# TASK DETAILS:
Rewrite the lines with each "instance" replaced by "occurrence" and everything else left unchanged.
* START MATERIAL TO PROCESS *
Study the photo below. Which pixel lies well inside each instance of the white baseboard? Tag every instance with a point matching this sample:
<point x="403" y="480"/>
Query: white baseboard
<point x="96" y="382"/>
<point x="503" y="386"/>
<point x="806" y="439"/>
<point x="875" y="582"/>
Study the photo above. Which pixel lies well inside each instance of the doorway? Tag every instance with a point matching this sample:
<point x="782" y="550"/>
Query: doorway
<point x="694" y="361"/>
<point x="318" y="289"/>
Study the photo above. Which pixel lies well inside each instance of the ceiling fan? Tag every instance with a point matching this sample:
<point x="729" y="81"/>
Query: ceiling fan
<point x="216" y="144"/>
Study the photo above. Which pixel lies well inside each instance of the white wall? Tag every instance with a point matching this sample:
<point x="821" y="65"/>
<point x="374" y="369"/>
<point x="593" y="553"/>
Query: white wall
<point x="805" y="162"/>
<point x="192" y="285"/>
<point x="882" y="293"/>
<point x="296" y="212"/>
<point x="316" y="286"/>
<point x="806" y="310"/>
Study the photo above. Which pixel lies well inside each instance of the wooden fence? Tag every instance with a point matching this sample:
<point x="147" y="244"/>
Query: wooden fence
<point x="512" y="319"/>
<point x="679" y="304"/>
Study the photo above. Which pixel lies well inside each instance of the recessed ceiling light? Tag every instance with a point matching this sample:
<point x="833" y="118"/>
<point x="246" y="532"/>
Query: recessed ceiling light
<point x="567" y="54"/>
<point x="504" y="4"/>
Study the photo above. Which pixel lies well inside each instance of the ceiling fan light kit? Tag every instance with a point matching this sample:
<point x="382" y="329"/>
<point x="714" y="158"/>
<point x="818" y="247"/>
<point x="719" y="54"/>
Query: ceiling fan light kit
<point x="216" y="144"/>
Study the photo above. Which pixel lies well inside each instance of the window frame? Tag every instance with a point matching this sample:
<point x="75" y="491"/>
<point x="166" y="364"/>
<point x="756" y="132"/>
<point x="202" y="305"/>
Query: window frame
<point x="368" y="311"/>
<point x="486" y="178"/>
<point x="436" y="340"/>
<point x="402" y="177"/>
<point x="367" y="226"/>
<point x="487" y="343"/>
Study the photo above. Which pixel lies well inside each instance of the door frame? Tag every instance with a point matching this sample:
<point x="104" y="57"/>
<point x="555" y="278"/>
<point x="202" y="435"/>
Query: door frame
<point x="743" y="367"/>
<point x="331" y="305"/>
* END MATERIAL TO PROCESS *
# ANSWER FOR THIS EXERCISE:
Study the photo below. Which pixel lies well inside each occurrence of the white baseboard? Tag every occurrence with a point matching this sample:
<point x="403" y="480"/>
Query: white baseboard
<point x="96" y="382"/>
<point x="503" y="386"/>
<point x="806" y="439"/>
<point x="875" y="582"/>
Study the photo above. Which pixel lies well inside each occurrence of the doorway? Tag every occurrence with a point matching this sample:
<point x="782" y="550"/>
Query: doorway
<point x="694" y="361"/>
<point x="318" y="289"/>
Study the photo above. Which pixel lies well inside each occurrence of the ceiling fan? Tag every occurrence with a point matching this sample:
<point x="729" y="81"/>
Query: ceiling fan
<point x="216" y="144"/>
Study the photo above. Which pixel lies well inside each occurrence of the white wall? Tag every occurrence with a point matching this sample:
<point x="821" y="65"/>
<point x="374" y="369"/>
<point x="593" y="553"/>
Query: white wall
<point x="805" y="162"/>
<point x="192" y="285"/>
<point x="882" y="293"/>
<point x="296" y="212"/>
<point x="316" y="286"/>
<point x="806" y="310"/>
Study the photo above. Which pixel lies well inside each occurrence of the wooden fence? Tag every occurrence with a point matching this sample:
<point x="147" y="244"/>
Query: wooden fence
<point x="512" y="319"/>
<point x="679" y="304"/>
Study the photo above. Which pixel lies well inside each occurrence of the recessed ceiling light? Tag every occurrence with a point matching this sample:
<point x="833" y="118"/>
<point x="246" y="532"/>
Query: recessed ceiling light
<point x="567" y="54"/>
<point x="504" y="4"/>
Study the photo above. Which pixel lies well inside each occurrence of the ceiling fan light kit? Tag every occurrence with a point matching this sample:
<point x="382" y="329"/>
<point x="714" y="158"/>
<point x="818" y="247"/>
<point x="719" y="54"/>
Query: ceiling fan light kit
<point x="216" y="144"/>
Study the photo above. Which pixel lies well inside each occurrence of the window frame? Tag every occurrence with a point matching this sample:
<point x="75" y="491"/>
<point x="166" y="364"/>
<point x="756" y="132"/>
<point x="202" y="305"/>
Query: window frame
<point x="368" y="311"/>
<point x="486" y="178"/>
<point x="436" y="340"/>
<point x="402" y="177"/>
<point x="367" y="226"/>
<point x="487" y="343"/>
Study the photo above. Which pixel lies well inside each occurrence of the door frame? Tag every occurrence with a point matching this sample:
<point x="104" y="57"/>
<point x="555" y="278"/>
<point x="202" y="435"/>
Query: door frame
<point x="743" y="367"/>
<point x="331" y="305"/>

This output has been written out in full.